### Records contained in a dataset
# # # # #

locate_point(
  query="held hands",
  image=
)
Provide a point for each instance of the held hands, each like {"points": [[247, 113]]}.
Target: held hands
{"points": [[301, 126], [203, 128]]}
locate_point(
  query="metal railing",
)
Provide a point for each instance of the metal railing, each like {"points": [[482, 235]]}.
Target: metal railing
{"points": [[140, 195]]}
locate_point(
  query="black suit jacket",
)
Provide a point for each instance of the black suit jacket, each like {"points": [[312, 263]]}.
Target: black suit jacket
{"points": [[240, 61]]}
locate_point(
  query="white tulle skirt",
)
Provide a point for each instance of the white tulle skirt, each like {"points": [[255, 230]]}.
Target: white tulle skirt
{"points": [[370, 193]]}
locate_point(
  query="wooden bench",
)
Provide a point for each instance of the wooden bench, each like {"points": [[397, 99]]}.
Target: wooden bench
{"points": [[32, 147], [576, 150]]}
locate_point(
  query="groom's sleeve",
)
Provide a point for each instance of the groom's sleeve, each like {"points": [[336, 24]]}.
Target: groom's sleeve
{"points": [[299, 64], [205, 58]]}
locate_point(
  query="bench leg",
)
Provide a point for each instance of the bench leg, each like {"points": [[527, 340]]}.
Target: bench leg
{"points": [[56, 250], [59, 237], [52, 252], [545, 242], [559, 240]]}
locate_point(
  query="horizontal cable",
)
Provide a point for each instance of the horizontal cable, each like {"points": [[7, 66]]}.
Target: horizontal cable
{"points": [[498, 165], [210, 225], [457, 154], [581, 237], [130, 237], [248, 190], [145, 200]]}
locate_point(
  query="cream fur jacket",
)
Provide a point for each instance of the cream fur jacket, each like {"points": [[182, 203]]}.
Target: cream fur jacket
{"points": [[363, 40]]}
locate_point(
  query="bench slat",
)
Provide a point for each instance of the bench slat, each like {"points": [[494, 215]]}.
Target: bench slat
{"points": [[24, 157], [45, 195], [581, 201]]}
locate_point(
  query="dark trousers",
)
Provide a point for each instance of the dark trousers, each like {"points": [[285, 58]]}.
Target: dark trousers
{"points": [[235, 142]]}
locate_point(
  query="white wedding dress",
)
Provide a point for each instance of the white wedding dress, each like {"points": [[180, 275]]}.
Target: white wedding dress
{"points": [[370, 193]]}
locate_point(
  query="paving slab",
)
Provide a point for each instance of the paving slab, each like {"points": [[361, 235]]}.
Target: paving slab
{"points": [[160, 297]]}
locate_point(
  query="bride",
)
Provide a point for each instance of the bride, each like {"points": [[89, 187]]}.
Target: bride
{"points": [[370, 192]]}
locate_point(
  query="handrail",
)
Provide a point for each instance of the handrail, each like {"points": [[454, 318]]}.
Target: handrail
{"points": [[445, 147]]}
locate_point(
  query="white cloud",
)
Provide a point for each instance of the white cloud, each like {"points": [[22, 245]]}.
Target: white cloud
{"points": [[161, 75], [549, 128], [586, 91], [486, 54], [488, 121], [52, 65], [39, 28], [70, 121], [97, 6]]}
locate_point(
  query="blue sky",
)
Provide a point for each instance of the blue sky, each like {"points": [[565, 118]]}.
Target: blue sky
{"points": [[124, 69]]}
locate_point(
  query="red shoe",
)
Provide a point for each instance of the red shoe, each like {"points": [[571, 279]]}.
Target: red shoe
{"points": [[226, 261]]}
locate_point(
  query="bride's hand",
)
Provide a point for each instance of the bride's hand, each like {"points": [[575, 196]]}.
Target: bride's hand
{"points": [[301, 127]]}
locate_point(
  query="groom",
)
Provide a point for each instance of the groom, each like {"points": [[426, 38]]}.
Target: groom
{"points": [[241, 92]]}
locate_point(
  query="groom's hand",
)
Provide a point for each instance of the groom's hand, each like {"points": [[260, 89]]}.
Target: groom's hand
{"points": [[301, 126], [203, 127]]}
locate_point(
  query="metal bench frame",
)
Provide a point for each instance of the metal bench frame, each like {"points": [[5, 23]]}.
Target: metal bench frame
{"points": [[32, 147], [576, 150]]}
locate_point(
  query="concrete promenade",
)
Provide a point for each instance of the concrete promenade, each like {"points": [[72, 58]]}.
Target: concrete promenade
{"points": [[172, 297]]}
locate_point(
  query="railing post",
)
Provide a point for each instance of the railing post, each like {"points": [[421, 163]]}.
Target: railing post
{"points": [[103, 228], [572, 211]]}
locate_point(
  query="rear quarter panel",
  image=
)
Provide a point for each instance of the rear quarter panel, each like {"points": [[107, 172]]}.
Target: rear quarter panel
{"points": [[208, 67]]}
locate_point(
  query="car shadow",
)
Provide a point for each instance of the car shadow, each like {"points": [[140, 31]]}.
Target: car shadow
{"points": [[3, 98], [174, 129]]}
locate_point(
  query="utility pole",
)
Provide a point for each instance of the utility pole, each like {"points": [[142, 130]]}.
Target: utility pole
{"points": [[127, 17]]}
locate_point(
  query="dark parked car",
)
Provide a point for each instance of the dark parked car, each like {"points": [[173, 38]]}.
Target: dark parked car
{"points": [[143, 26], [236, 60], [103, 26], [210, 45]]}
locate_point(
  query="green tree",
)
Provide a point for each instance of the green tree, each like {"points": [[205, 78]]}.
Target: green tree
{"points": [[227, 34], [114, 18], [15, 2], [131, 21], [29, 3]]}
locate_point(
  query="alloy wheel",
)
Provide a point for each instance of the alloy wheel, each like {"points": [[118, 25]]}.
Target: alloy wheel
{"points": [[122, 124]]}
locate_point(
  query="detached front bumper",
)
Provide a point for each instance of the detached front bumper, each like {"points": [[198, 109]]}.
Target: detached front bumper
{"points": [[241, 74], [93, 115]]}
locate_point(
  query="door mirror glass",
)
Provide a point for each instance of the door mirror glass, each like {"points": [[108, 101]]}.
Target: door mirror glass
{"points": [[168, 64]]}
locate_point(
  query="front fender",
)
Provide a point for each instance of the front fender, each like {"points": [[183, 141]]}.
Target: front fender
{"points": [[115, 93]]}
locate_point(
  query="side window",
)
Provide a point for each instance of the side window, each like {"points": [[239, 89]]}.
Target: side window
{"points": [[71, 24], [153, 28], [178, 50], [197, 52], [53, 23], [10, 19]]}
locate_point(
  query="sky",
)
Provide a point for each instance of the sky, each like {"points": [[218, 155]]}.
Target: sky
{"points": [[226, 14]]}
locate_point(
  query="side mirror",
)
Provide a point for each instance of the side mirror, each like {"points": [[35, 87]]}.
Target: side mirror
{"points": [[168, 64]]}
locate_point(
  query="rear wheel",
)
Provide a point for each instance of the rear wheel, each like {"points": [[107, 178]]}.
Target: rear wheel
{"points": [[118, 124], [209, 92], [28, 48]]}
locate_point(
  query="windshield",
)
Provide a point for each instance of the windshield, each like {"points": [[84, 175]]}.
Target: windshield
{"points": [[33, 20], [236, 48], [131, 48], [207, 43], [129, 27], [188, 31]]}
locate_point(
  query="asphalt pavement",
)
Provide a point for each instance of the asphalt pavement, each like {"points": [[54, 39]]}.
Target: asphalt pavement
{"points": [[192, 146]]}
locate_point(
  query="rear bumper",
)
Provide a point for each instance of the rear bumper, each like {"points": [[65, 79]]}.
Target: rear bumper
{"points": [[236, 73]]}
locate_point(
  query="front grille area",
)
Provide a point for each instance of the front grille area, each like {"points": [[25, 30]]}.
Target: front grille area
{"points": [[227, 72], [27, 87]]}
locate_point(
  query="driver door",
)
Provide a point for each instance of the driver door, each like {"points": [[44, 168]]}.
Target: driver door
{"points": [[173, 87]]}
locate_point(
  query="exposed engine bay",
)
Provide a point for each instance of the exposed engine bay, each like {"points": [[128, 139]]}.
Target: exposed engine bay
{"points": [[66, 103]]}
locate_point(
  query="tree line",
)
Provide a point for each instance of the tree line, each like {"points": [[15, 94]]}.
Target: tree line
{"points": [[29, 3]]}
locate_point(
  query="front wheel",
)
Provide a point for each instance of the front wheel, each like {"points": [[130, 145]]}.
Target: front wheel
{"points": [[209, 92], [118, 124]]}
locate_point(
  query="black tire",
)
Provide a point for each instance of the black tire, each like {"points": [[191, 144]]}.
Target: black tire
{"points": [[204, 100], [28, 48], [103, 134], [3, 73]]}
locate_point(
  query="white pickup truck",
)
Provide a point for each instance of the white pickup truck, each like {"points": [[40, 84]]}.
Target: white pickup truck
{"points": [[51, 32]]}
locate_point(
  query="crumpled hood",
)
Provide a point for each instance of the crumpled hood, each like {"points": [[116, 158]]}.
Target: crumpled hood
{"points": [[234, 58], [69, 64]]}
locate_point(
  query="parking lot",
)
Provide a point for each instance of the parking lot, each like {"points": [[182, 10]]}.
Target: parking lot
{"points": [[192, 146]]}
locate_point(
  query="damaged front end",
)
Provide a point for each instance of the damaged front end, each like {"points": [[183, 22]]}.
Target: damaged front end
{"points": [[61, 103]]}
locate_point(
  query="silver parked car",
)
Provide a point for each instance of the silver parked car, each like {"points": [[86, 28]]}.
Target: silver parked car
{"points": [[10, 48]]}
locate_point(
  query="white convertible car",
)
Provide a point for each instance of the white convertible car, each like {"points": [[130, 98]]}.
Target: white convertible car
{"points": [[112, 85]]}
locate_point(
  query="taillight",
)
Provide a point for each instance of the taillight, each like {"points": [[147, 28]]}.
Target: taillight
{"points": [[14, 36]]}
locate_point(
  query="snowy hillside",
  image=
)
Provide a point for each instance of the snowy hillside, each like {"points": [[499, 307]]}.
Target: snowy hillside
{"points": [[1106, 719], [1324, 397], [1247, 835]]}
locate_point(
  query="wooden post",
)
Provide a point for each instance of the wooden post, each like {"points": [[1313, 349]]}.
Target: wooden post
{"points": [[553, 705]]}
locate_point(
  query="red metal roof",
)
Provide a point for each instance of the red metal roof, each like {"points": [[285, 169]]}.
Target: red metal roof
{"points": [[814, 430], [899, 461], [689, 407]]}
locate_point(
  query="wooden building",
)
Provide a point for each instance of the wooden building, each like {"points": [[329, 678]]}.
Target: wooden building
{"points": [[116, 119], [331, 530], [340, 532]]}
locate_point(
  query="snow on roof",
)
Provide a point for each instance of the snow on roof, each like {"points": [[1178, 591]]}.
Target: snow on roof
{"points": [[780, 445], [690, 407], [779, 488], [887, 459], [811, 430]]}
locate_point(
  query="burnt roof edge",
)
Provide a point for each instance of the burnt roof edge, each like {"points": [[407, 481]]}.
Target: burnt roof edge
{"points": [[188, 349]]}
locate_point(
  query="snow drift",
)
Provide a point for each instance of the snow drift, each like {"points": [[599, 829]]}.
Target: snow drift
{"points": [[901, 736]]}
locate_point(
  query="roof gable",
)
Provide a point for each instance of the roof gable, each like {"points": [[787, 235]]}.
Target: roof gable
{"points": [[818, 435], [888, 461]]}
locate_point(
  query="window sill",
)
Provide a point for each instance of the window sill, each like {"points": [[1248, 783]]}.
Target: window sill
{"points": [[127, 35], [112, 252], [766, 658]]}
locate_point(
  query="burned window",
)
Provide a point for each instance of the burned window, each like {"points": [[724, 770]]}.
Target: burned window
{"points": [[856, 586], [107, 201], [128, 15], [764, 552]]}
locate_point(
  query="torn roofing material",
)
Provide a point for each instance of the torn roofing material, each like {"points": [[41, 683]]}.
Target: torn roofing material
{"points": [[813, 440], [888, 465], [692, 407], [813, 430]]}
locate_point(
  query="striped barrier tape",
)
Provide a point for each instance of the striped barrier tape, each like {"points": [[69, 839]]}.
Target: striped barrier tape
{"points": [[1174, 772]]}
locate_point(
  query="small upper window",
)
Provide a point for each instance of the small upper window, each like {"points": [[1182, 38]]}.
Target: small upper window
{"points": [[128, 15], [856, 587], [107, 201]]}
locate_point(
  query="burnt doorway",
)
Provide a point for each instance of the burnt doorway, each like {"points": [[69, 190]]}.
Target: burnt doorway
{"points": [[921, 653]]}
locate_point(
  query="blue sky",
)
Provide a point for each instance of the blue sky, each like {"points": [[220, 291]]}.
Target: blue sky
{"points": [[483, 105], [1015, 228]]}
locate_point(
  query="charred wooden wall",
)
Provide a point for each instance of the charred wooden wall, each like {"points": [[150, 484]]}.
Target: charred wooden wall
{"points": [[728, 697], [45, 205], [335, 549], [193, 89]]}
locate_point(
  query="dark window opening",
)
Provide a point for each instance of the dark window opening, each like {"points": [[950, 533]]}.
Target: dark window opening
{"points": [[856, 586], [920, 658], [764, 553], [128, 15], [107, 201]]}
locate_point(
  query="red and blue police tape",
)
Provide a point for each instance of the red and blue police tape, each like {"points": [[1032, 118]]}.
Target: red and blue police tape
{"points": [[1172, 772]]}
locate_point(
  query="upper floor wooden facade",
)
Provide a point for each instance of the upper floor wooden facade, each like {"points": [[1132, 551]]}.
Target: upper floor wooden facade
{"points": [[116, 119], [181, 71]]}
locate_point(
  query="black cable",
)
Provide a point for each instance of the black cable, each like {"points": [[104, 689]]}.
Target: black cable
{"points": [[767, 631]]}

# # # # #

### TASK DIRECTIONS
Set down, exactly as they appear above, all lines from the one that has "Target: snow drift" down to the one that has "Provide a point for each instance of the window", including those two and no others.

### EXERCISE SOLUTION
Target: snow drift
{"points": [[901, 736]]}
locate_point(
  query="roof gable",
)
Provide a point for each instance of the roof gable, each like {"points": [[787, 235]]}.
Target: roof gable
{"points": [[818, 435], [888, 461]]}
locate_point(
  query="window sill",
)
Provide a point for each instance of the window sill, each like {"points": [[1248, 783]]}.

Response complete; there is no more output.